- [Aim]: Find "In this exercise you will tag the denim" in the data below; transcribe the line it appears on and each line after it, exactly, to the end, and nothing else.

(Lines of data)
********************

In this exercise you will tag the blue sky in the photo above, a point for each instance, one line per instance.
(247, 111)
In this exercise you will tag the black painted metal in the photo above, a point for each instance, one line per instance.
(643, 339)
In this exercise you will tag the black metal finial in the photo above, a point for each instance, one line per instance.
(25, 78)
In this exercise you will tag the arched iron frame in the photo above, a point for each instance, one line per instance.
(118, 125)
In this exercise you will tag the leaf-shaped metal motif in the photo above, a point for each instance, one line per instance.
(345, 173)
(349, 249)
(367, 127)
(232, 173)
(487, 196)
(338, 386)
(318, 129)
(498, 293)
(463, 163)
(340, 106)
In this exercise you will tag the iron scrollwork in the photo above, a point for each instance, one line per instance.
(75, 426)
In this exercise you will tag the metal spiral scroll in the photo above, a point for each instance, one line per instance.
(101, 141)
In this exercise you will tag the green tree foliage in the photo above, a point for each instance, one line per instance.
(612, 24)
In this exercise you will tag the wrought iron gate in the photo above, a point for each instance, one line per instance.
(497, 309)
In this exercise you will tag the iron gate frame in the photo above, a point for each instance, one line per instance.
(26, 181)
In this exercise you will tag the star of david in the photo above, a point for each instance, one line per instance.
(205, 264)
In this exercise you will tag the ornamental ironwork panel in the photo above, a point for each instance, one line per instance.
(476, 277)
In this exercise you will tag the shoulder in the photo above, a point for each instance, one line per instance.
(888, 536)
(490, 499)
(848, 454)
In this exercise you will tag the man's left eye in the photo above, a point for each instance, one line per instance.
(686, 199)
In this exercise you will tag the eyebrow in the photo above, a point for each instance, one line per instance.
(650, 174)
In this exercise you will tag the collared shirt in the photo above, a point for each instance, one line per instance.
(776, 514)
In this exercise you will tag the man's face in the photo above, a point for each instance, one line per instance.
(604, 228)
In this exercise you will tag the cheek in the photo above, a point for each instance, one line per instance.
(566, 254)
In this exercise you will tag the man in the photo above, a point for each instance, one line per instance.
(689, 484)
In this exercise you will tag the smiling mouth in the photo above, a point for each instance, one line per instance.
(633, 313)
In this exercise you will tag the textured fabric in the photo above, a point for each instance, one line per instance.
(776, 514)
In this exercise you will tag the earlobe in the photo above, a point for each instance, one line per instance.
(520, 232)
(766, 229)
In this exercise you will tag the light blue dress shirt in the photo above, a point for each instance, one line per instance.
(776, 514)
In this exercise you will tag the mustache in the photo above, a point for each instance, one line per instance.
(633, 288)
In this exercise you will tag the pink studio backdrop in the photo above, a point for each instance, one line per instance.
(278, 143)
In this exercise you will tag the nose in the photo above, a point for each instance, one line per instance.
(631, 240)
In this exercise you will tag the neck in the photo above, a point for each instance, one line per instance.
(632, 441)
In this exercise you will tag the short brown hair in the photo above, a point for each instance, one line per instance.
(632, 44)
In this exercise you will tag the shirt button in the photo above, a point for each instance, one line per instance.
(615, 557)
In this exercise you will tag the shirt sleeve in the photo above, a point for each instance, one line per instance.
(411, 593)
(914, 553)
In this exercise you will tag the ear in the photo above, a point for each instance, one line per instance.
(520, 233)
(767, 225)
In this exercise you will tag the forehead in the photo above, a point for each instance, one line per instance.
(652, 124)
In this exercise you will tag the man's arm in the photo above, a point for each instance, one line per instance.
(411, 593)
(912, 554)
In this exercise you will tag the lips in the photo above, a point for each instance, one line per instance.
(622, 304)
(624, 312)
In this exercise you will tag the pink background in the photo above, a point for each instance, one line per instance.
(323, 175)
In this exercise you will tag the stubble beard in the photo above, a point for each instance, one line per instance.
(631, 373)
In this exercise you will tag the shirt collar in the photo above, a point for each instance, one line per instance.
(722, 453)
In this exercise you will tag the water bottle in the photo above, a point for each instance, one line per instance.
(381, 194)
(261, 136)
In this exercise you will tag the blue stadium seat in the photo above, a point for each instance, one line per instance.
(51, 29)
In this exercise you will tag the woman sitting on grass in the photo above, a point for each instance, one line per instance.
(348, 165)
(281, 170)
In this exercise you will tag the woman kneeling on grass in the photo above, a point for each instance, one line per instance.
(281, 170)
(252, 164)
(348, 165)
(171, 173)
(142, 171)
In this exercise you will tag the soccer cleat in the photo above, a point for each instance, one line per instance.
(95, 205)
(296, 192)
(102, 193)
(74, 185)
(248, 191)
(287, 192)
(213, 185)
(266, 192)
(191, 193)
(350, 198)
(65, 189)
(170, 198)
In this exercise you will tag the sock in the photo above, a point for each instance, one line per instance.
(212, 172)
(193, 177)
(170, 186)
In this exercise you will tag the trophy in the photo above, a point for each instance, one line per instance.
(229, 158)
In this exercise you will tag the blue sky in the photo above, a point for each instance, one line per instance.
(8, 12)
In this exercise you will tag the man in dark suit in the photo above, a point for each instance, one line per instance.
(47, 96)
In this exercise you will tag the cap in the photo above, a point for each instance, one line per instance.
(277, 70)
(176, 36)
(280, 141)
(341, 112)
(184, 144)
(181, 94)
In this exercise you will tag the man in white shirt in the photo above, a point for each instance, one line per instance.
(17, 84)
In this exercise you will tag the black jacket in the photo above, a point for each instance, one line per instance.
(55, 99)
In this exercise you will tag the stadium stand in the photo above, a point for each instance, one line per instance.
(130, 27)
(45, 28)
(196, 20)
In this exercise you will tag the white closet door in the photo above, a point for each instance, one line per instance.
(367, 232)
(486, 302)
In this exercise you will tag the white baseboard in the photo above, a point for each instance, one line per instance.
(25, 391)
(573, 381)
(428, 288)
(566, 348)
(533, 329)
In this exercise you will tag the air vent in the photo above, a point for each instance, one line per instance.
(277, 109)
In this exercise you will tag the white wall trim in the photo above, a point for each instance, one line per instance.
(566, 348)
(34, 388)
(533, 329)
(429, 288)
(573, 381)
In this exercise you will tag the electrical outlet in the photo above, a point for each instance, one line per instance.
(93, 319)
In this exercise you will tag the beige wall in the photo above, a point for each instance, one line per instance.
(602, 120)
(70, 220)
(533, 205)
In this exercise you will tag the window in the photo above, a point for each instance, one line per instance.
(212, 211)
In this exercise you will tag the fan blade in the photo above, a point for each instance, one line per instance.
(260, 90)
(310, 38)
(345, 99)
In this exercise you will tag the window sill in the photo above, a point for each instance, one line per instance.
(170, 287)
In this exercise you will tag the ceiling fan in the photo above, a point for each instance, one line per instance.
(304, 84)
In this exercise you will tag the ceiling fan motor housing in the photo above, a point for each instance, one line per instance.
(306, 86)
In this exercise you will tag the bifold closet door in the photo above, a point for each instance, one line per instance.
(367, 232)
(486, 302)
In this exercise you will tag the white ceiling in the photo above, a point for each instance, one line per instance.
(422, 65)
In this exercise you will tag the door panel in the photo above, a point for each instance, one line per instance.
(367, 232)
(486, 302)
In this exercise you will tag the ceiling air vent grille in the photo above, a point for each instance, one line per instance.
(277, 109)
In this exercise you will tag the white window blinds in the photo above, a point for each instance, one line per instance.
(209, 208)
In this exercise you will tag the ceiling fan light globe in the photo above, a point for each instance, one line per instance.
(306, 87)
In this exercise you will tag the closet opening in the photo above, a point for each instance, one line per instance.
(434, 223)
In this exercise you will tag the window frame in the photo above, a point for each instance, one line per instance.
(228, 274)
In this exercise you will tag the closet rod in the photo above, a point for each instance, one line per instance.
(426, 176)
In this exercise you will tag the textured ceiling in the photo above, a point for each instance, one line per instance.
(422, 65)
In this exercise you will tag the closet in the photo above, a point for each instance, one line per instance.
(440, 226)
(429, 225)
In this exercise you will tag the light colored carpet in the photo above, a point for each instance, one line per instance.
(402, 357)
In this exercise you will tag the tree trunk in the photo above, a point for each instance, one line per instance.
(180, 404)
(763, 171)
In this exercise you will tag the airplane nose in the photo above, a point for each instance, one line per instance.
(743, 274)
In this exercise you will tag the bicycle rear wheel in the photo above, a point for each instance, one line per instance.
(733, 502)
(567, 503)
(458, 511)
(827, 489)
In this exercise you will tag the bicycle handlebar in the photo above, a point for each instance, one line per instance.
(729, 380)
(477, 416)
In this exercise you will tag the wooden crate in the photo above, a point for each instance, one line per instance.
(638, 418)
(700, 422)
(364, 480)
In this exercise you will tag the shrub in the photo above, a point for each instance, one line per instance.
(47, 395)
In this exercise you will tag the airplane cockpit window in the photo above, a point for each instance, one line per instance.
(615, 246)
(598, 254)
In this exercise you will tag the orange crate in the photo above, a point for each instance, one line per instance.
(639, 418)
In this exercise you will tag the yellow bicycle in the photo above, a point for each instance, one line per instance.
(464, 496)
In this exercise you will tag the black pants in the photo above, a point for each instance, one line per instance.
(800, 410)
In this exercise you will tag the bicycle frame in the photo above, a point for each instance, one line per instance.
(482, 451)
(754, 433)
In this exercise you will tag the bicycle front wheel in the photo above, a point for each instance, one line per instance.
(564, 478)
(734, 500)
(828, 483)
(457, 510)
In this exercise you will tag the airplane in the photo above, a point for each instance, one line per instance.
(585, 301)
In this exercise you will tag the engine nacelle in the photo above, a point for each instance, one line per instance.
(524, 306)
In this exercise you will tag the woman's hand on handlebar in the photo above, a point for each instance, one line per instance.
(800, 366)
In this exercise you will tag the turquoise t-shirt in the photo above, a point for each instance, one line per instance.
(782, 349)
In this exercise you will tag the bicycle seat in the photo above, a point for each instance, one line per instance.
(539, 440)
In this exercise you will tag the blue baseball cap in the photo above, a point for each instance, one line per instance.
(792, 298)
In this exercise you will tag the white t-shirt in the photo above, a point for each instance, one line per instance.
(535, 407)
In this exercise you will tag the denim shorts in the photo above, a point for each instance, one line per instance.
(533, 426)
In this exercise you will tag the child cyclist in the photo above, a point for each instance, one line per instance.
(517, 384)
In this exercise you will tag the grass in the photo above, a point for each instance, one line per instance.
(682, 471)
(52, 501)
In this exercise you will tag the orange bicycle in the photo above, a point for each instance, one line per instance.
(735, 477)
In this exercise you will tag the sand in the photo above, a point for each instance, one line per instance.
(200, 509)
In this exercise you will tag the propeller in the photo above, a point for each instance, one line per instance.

********************

- [The answer]:
In this exercise you will tag the denim shorts in the photo above, a point for each instance, one line per instance.
(533, 426)
In this exercise you will tag the child cyclist in the photo above, a point for each instance, one line per instance.
(517, 384)
In this exercise you will tag the grass in the photo above, a point for each instance, one line per instance.
(682, 471)
(52, 501)
In this exercise you will tag the orange bicycle in the photo above, a point for each instance, one line per instance.
(735, 477)
In this exercise you will tag the sand in the photo above, a point for each instance, one line per instance.
(200, 509)
In this exercise you will tag the propeller in the photo above, a point for each instance, one line per instance.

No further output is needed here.